• _Extract to read_

Hi All,
Sorry about the new username, this is Don P. I apparently broke off my key in the lock awhile ago. Anyway...
I use an older Delmhorst pin type meter with 3" insulated pins on their largest slide hammer. These meters are basically measuring resistance between the pins, in billionths of an ohm from what I understand, and convert that to a moisture content. an insulated pin reads only at the tips, so as I drive them in I'm reading the mc at the depth the pins are at. As I drive in I'm reading the "moisture gradient" from shell to core.
A high gradient is telling me that the shell is drying and shrinking around a still green and swollen core, great checking potential. A uniform reading tells me the wood is probably approaching emc... which is not a fixed moisture content anywhere. It averages about 12% in an outdoor (unheated) under shelter location here, in the VA Blue Ridge.
Gabel is pretty much right on in his comments, free moisture is the moisture within the cell lumen, bound moisture is the moisture that is chemically wrapped up with the cellulose within the cell wall itself. The point where the free moisture has left the cell cavity but has not yet begun to leave the cell wall is called the "fiber saturation point". As the bound moisture leaves the spaces within and between the cell wall fibers shrinkage begins, mechanical properties change.
A couple of interesting things happen right there, fungi need free water, as the wood dries below FSP fungi lose interest. FSP is a cell by cell point not an entire stick of wood point, remember the gradient above, the shell can be well below the FSP while the core is well above it. Drying commodity lumber down below the FSP is one way of making sure it won't decay while dead piled in a lumberyard... if they store it properly. Nowhere in the US is 19% emc though, the wood still has drying and shrinking to do from that point down to EMC. As the fibers dry they become tougher and stronger, carpenter ants cannot chew through them easily, they go looking for saturated wood.

• _Data below_

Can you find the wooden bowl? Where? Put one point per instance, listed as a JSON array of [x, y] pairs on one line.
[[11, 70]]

• _Problems and tasks_
(A) List every abbreviation that appears in the forum post on drying wood.
(B) Pick up the forum post on drying wood and continue it from its last sentence.
The data has nothing to do with the forum post on drying wood.

• _Exercise results_
(A) mc, emc (also written EMC), FSP, VA, US

(B)
The moisture content of a living tree does not drop in winter and in fact is sometimes higher in hardwoods where the leaves are not there to cause transpirational losses. Evergreens are evergreen because they are still growing and photosynthesizing through the winter... whenever the temperature allows the sap to flow. Winter cutting does give the wood the opportunity to dry with low moisture gradient through a period when fungi are halted by the cold, hopefully by the following spring the wood is below FSP and you can stay bright and fungi free, so there is good reason to winter cut but it isn't because sap goes down, it doesn't. Cells that embolize die, a tree cannot re-establish a broken water column.
This is a shot of my meter in some supposedly 17% cypress logs that were sold by a crook.
The top left part of the pic shows a dry shell... below fiber saturation point and a wet core, above fsp. When you can see the moisture you are seeing the free water in the cell lumen. When it looks dry you can say that it is below FSP for that species, that is all you can say at that point, but that is no small amount of knowledge right there.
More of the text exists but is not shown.